>>>>
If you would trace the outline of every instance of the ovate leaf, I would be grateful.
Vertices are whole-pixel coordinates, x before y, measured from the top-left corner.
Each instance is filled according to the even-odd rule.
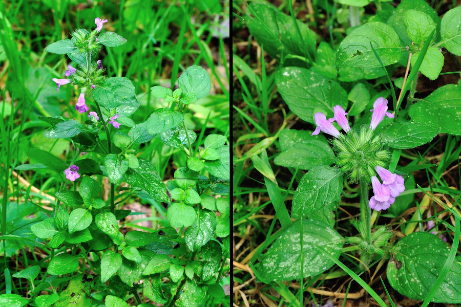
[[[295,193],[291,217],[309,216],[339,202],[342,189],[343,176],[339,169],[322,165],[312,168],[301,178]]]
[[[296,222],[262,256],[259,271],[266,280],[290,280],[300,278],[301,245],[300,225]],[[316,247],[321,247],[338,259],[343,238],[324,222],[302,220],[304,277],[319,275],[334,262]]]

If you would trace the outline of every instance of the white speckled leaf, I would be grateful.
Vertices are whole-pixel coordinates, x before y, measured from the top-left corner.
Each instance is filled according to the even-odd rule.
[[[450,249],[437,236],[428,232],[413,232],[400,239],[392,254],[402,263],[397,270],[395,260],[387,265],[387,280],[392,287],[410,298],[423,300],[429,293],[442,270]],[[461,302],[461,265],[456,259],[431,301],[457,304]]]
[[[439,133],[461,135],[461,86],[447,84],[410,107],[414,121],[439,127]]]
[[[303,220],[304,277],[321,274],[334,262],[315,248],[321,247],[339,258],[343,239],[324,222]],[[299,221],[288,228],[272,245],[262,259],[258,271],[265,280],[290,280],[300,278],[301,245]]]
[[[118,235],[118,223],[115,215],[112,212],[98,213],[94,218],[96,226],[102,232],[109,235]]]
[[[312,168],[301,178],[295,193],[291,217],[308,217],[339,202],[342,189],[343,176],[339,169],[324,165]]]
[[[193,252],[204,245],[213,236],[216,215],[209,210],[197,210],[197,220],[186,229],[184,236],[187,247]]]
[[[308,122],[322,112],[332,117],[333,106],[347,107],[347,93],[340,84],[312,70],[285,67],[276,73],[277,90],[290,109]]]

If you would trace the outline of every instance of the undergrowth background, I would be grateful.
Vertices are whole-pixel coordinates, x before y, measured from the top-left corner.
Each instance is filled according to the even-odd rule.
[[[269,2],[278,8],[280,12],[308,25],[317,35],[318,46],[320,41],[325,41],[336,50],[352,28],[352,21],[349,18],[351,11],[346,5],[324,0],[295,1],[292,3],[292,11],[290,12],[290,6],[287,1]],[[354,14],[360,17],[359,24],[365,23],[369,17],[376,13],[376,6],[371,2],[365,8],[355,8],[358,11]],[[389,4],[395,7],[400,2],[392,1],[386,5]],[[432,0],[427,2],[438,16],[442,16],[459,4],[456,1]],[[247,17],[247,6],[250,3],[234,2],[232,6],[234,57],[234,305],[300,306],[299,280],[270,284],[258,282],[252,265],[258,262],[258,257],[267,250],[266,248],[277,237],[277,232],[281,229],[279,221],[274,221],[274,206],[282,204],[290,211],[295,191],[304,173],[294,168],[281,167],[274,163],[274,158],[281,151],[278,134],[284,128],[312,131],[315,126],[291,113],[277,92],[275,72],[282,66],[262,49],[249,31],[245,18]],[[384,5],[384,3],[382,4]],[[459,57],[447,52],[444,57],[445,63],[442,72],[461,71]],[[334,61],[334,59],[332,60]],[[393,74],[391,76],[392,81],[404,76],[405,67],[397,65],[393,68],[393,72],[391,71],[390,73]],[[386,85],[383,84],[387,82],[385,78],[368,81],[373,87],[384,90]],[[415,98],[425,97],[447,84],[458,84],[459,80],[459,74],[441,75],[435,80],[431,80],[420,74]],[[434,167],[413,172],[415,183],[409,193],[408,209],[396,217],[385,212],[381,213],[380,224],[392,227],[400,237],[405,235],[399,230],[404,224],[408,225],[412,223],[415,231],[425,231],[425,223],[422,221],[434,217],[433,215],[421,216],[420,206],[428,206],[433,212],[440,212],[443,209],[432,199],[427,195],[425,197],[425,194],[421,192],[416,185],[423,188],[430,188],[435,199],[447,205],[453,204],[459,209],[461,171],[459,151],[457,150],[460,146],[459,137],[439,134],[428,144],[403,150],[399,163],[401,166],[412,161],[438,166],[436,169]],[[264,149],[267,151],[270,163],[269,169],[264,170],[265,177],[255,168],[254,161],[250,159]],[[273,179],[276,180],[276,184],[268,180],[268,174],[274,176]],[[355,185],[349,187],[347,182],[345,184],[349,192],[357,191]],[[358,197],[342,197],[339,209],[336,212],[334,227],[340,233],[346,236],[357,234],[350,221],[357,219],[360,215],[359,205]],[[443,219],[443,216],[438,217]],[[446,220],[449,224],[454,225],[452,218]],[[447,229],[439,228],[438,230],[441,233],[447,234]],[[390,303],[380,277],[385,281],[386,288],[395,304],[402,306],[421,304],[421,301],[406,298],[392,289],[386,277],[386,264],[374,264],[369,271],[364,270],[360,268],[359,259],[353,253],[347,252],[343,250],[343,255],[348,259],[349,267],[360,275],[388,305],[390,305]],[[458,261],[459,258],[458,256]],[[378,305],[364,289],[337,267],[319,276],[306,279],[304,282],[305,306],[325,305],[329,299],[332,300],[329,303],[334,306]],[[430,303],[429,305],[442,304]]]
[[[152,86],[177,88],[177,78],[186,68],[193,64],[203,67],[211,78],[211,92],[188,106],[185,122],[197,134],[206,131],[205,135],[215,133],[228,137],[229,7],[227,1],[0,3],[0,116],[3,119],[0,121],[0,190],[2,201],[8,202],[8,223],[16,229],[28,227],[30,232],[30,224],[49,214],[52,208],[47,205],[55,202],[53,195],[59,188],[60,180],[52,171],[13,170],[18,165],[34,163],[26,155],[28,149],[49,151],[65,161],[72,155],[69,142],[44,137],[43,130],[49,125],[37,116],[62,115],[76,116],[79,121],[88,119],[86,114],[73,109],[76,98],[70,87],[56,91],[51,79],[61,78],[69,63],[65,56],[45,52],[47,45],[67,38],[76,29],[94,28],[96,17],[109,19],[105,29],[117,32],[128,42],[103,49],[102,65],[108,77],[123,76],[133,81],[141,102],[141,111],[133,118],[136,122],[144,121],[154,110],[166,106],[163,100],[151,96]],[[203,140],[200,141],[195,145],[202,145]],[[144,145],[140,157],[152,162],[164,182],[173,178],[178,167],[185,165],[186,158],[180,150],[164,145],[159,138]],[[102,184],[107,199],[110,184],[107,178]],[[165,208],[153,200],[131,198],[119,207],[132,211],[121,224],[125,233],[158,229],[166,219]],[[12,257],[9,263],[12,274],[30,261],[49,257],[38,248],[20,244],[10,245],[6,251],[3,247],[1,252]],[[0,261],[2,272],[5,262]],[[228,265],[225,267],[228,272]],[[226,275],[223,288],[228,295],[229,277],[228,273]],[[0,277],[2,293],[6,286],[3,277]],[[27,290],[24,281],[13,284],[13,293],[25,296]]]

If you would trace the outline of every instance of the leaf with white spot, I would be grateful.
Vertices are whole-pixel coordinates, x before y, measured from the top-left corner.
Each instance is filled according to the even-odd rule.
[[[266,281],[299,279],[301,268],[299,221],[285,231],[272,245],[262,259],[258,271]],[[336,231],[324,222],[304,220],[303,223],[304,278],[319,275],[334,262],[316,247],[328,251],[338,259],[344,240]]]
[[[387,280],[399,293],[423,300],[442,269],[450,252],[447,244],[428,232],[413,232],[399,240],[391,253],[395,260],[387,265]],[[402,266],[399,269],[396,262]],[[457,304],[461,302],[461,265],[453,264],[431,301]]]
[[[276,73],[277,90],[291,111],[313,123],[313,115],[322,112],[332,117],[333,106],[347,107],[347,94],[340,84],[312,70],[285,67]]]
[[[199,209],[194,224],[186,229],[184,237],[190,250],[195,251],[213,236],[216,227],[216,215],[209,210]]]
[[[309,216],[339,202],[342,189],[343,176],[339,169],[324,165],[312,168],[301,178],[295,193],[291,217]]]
<<<<
**Goal:**
Write out again, unchanged, the part of the lines above that opens with the line containing "spot, I would be grateful." and runs through the last of the lines, both ends included.

**The answer:**
If you would trace the outline of every instance of the leaf with white spot, I would be grateful.
Vertices are whole-pixel coordinates, x before y, measured from the top-left corner.
Each instance is filled according to the even-odd rule.
[[[266,281],[299,279],[301,268],[299,221],[285,231],[272,245],[262,259],[258,271]],[[336,231],[324,222],[304,220],[303,223],[304,278],[319,275],[334,262],[316,247],[328,251],[338,259],[344,240]]]
[[[387,280],[399,293],[423,300],[442,269],[450,252],[447,244],[428,232],[413,232],[399,240],[391,253],[395,260],[387,265]],[[402,266],[399,269],[396,262]],[[457,304],[461,302],[461,265],[453,264],[431,301]]]
[[[276,73],[277,90],[291,111],[313,123],[313,115],[322,112],[332,117],[333,106],[347,107],[347,94],[340,84],[312,70],[285,67]]]
[[[199,209],[194,224],[186,229],[184,237],[190,250],[195,251],[213,236],[216,227],[216,215],[209,210]]]
[[[309,216],[339,202],[342,189],[343,176],[339,169],[324,165],[312,168],[301,178],[295,193],[291,217]]]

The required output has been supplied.